**MATERIALS PROVIDED**.
══════
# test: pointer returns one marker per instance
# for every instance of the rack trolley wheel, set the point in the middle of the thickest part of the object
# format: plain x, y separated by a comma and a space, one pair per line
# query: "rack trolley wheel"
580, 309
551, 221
══════
**TASK ITEM**.
For each line shown above, write an exact copy.

**SOLUTION TO THIS TASK**.
# test: pointer returns one marker per instance
# for every instance of the rack trolley wheel, set the point in the middle of the thickest part of the object
# format: plain x, y separated by a comma and a space, one pair per line
# query: "rack trolley wheel"
580, 309
551, 221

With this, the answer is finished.